Exercise. When you have read the listing, copy all of it without any change.

+ + + + + + +

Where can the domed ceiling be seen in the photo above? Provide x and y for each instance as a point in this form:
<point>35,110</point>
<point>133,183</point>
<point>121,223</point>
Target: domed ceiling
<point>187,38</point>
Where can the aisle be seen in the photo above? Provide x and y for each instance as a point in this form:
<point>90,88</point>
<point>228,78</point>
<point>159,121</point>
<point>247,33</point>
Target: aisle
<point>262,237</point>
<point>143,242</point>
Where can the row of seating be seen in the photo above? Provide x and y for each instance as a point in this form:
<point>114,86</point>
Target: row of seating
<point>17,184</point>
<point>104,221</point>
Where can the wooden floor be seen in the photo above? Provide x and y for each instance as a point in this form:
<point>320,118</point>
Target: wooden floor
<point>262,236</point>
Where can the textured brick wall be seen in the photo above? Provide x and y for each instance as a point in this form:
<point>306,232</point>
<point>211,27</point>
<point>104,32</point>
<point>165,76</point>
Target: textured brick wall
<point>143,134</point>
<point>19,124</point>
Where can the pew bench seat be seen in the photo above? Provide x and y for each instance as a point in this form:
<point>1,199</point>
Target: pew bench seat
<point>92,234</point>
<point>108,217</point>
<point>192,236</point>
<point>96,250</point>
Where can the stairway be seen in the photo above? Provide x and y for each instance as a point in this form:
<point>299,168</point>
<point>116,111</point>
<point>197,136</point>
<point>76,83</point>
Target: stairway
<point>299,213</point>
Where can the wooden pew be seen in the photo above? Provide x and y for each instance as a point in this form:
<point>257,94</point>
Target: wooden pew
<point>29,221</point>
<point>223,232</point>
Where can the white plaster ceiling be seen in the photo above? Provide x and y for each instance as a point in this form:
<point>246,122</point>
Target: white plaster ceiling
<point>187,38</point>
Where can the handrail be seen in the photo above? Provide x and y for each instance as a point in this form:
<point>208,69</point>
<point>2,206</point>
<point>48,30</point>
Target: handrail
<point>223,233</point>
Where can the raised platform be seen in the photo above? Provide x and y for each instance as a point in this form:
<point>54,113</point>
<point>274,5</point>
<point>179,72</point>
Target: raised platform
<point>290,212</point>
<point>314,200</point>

+ + + + + + +

Response to this exercise.
Where can the domed ceiling be seen in the photo above? Provide x and y for each instance as a point in this form:
<point>35,110</point>
<point>133,183</point>
<point>121,223</point>
Target: domed ceiling
<point>187,38</point>
Where can the aisle be seen in the photo above? Provide x and y for each instance as a point in this form:
<point>90,88</point>
<point>228,78</point>
<point>159,121</point>
<point>247,33</point>
Target: aisle
<point>262,237</point>
<point>143,242</point>
Where can the row of seating be seen in the photo above? Provide x and y for each instance as a point in this form:
<point>114,86</point>
Target: row of seating
<point>17,184</point>
<point>104,221</point>
Where can the wooden floor be seen in the photo above? Provide x and y for each instance as a point in this form:
<point>320,118</point>
Target: wooden floor
<point>262,236</point>
Where can the textured brick wall be seen in the photo above? Provide x and y for each instance as a point in this form:
<point>306,232</point>
<point>211,27</point>
<point>104,32</point>
<point>165,76</point>
Target: textured brick wall
<point>143,134</point>
<point>19,124</point>
Where can the pew bench seat be seen in the photo above? Provide x and y for each instance as a point in this form:
<point>1,199</point>
Target: pew bench seat
<point>92,234</point>
<point>108,217</point>
<point>192,236</point>
<point>96,250</point>
Where can the stairway be seen in the photo above? Provide x and y for each instance as a point in this form:
<point>299,168</point>
<point>116,111</point>
<point>197,136</point>
<point>76,83</point>
Target: stairway
<point>299,213</point>
Where can the wooden pew be seen in the photo above? Provide x and y for each instance as a point in this form:
<point>257,94</point>
Target: wooden pew
<point>29,221</point>
<point>223,232</point>
Where can the white plaster ceiling be seen in the photo above? Provide x and y for each instance as a point in this form:
<point>246,122</point>
Target: white plaster ceiling
<point>187,38</point>
Where can the handrail be seen in the photo above? Provide x and y for each instance as a point in this form:
<point>208,69</point>
<point>2,206</point>
<point>48,30</point>
Target: handrail
<point>223,233</point>
Where can the raised platform be seen in the photo above? Provide x and y for each instance as a point in this form:
<point>54,113</point>
<point>274,5</point>
<point>179,72</point>
Target: raised platform
<point>290,212</point>
<point>314,200</point>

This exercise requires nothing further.